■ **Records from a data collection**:
════════

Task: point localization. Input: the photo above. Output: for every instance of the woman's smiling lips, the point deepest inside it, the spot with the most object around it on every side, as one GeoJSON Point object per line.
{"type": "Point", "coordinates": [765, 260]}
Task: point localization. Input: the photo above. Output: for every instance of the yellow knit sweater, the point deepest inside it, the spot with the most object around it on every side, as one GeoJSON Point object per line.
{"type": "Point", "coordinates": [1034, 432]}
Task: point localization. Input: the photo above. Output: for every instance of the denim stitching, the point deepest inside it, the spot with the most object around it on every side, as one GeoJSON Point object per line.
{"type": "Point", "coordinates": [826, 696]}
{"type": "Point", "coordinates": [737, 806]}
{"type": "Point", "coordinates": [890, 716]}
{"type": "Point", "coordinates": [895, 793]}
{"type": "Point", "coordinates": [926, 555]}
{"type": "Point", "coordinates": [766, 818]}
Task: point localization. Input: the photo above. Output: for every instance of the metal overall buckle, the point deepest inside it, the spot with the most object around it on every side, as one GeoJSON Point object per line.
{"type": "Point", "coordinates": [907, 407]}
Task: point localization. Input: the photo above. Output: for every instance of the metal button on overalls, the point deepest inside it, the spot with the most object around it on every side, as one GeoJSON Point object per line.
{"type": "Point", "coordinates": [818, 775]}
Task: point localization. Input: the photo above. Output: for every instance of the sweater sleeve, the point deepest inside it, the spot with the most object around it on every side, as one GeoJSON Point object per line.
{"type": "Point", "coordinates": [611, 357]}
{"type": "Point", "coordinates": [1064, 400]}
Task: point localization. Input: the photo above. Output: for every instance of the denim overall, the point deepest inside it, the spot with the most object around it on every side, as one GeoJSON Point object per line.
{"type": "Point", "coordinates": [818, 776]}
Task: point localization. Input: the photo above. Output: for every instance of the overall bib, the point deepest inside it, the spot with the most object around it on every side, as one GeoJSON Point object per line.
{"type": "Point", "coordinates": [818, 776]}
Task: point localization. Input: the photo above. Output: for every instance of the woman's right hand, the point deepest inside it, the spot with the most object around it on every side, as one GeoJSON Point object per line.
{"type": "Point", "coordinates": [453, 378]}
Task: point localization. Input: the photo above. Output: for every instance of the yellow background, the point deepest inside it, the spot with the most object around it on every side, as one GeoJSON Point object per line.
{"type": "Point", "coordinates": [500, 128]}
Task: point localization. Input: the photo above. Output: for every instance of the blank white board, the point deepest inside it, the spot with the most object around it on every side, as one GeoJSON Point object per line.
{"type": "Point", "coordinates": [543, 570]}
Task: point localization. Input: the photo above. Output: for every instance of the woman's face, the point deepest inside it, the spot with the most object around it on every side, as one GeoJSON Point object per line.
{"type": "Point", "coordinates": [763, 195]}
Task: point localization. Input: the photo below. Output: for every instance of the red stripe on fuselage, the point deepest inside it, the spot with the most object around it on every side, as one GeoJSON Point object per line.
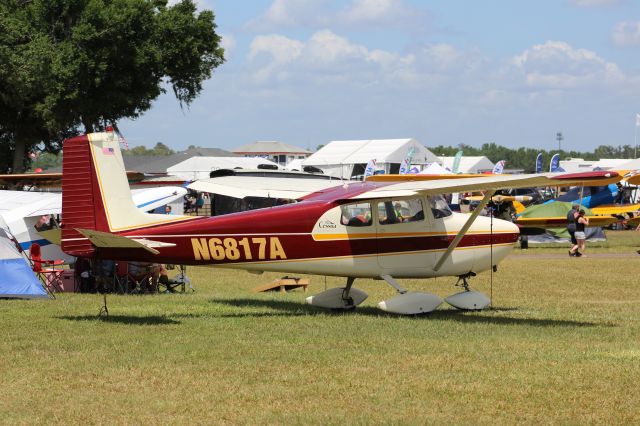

════════

■ **Directions for this task**:
Copy every line again, not only the answers, starting with the line with "the woman's right" and going on through the end of the listing, and raise each coordinate in the answers by 139. Leave the pictures out.

■ **Output**:
Task: point localization. Input: the photo above. Output: for every instance of the woman's right hand, the point deepest inside it, the spot with the most object around it on every side, as one GeoJSON Point object per line.
{"type": "Point", "coordinates": [592, 517]}
Task: point localization. Input: the photo above. Output: for every instance of the yellow background, the point deepest inside it, the spot with the most object around it on every side, as one GeoJSON Point object per line.
{"type": "Point", "coordinates": [639, 267]}
Task: point localization. Input: the photo above. Output: for every instance of the blank white board, the point deepest inside it, the spot with the most object around it on every side, as one GeoJSON Point object per line.
{"type": "Point", "coordinates": [682, 709]}
Task: point localization. Input: the photo above. Output: for every instance of the woman's face, the point deepest inside it, the spot with the most object around it on every side, as one GeoJSON Point object per line.
{"type": "Point", "coordinates": [902, 334]}
Task: point localization. Input: the photo below. Output: for every instance of the red stripe on fuselage, the point deepest inside it, the spot with the most object around it on every side, as one GeoJSON Point object per line.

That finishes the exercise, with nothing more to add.